━━ Recorded information
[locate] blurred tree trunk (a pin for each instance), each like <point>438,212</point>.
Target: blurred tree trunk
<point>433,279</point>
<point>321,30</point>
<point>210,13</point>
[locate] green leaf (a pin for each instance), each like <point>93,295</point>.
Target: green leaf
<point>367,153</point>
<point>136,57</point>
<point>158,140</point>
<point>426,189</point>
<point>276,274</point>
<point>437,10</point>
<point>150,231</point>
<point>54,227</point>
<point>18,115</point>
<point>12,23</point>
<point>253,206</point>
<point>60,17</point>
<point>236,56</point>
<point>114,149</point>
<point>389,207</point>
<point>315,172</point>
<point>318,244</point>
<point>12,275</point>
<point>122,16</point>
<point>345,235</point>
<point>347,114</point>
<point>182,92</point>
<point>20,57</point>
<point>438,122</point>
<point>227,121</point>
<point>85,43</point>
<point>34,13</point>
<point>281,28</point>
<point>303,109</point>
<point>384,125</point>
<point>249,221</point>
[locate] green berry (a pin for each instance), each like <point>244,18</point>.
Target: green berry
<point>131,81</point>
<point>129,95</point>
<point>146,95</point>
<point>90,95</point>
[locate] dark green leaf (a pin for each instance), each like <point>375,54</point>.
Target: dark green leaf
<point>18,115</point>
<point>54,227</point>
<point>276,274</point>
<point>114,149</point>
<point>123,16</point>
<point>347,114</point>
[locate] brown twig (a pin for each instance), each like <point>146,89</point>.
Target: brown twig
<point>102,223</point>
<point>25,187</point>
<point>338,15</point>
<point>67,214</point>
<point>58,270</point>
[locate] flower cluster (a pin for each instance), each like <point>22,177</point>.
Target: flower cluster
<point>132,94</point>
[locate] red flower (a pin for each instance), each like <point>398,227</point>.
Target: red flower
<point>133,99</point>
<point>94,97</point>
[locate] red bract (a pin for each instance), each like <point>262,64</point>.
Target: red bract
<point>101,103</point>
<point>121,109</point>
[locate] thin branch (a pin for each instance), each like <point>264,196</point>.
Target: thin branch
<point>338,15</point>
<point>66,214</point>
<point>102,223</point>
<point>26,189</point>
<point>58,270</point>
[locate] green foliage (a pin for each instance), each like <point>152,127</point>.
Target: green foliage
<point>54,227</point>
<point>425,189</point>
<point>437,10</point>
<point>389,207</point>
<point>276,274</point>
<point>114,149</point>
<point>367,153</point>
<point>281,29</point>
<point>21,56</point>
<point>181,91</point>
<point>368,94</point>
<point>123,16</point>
━━━━
:: Task directions ::
Print the records above in full, exactly.

:: Solution to the exercise ::
[locate] blurred tree trunk (a pin for each instance), each like <point>438,212</point>.
Target: blurred tree trunk
<point>433,279</point>
<point>321,30</point>
<point>210,13</point>
[locate] green leaf (a pin for each instance), each like <point>93,295</point>.
Target: green leaf
<point>367,153</point>
<point>136,57</point>
<point>158,140</point>
<point>426,189</point>
<point>276,274</point>
<point>437,10</point>
<point>150,231</point>
<point>54,227</point>
<point>18,115</point>
<point>12,23</point>
<point>253,206</point>
<point>60,17</point>
<point>236,56</point>
<point>114,149</point>
<point>389,207</point>
<point>315,172</point>
<point>318,244</point>
<point>12,275</point>
<point>122,16</point>
<point>345,235</point>
<point>347,114</point>
<point>182,92</point>
<point>20,57</point>
<point>438,122</point>
<point>227,121</point>
<point>85,43</point>
<point>34,13</point>
<point>281,28</point>
<point>303,109</point>
<point>384,125</point>
<point>249,221</point>
[locate] green berry (a pin for each instance), each like <point>244,18</point>.
Target: green berry
<point>131,81</point>
<point>129,95</point>
<point>146,95</point>
<point>90,95</point>
[locate] dark green leaf (a pin for each instance), each like <point>375,54</point>.
Target: dark green leaf
<point>18,115</point>
<point>54,227</point>
<point>276,274</point>
<point>114,149</point>
<point>123,16</point>
<point>347,114</point>
[locate] brown twig (a pin for each instance), each like <point>146,89</point>.
Target: brown twig
<point>102,223</point>
<point>25,187</point>
<point>338,15</point>
<point>67,214</point>
<point>58,270</point>
[locate] flower cluster (a pin for each instance), each like <point>22,177</point>.
Target: flower cluster
<point>132,94</point>
[locate] red flower (a pin for each instance), each like <point>398,227</point>.
Target: red flower
<point>133,99</point>
<point>94,97</point>
[locate] red bract (a pin for each instance), each like <point>262,64</point>.
Target: red bract
<point>101,103</point>
<point>121,109</point>
[locate] thin branch (a pin for each instance), each like <point>264,196</point>.
Target: thin branch
<point>338,15</point>
<point>66,214</point>
<point>102,223</point>
<point>26,189</point>
<point>58,270</point>
[locate] green foliage (a pin for each instance), each like <point>152,127</point>.
Target: green foliage
<point>54,227</point>
<point>425,189</point>
<point>437,10</point>
<point>389,207</point>
<point>276,274</point>
<point>114,149</point>
<point>367,153</point>
<point>281,29</point>
<point>21,56</point>
<point>181,91</point>
<point>368,94</point>
<point>123,16</point>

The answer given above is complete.